LESETEXT:
Das Debütalbum von Dschinghis Khan
Das Debütalbum von Dschinghis Khan (1979)

Ein Dillon-Moment ohne Dschinghis Khan

in Kurzgeschichten/Popkultur

Im Auto. Ich fahre, meine Tochter (8) sitzt hinten. Für drei Sekunden bleibe ich bei 1live hängen. Es läuft ein Song mit Bumm-Bumm-Rhythmus und gnadenlosem Mitsing-Refrain. So gewollt fröhlich-sommerlich, so fließbandproduziert, so unverhohlen auf die Charts schielend, klingt das, dass ich es kaum ertragen kann. Schnell schalte ich weiter.

Doch meine Tochter protestiert: „Papa, ich möchte das hören!“
 
Überrascht drehe ich mich um: „Wirklich?“
 
„Ich finde das Lied gut!“
 
Also zurück zu 1live. Da muss man durch.
 
Anschließend die kindliche Nachfrage: „Und wie fandest DU das Lied?“

Nun ist es wohl eher keine väterliche Aufgabe ohne Umschweife zu sagen, dass man ein vom Nachwuchs gern gehörtes Lied für kommerziellen Scheiß hält (vermutlich ist das erst nach dem 16. Lebensjahr erlaubt, ich sollte mal Jesper Juul fragen). Aber lügen muss man ja auch nicht.
 
„Mir gefällt das Lied gar nicht“, sage ich. Und eigentlich will ich auch noch anfügen, dass ich generell keine Mitsing-Lieder mag, aber das lasse ich, weil es so negativ klingt und weil es sein könnte, dass es gar nicht stimmt.

DATENSATZABSCHNITT:
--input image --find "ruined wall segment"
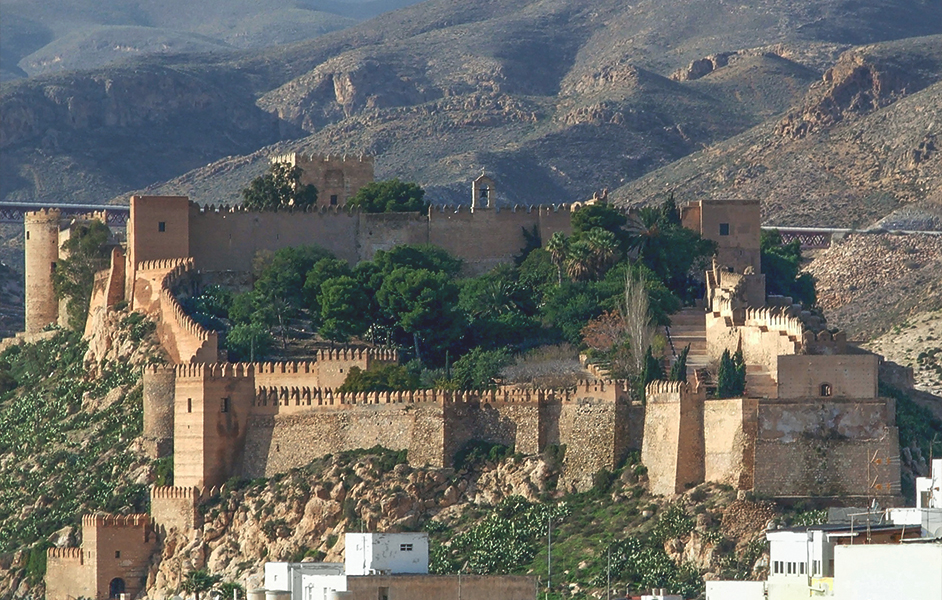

AUFGABENSTELLUNG:
1: Übersetze den Satz „Aber lügen muss man ja auch nicht.“ aus dem Lesetext ins Englische.
2: Gib den Abschnitt des Lesetexts wörtlich aus, beginnend bei den Worten „Im Auto. Ich“ und endend nach den Worten „muss man durch.“.

LÖSUNGEN IN REIHENFOLGE:
1: But you don't have to lie either.

2:
Im Auto. Ich fahre, meine Tochter (8) sitzt hinten. Für drei Sekunden bleibe ich bei 1live hängen. Es läuft ein Song mit Bumm-Bumm-Rhythmus und gnadenlosem Mitsing-Refrain. So gewollt fröhlich-sommerlich, so fließbandproduziert, so unverhohlen auf die Charts schielend, klingt das, dass ich es kaum ertragen kann. Schnell schalte ich weiter.

Doch meine Tochter protestiert: „Papa, ich möchte das hören!“
 
Überrascht drehe ich mich um: „Wirklich?“
 
„Ich finde das Lied gut!“
 
Also zurück zu 1live. Da muss man durch.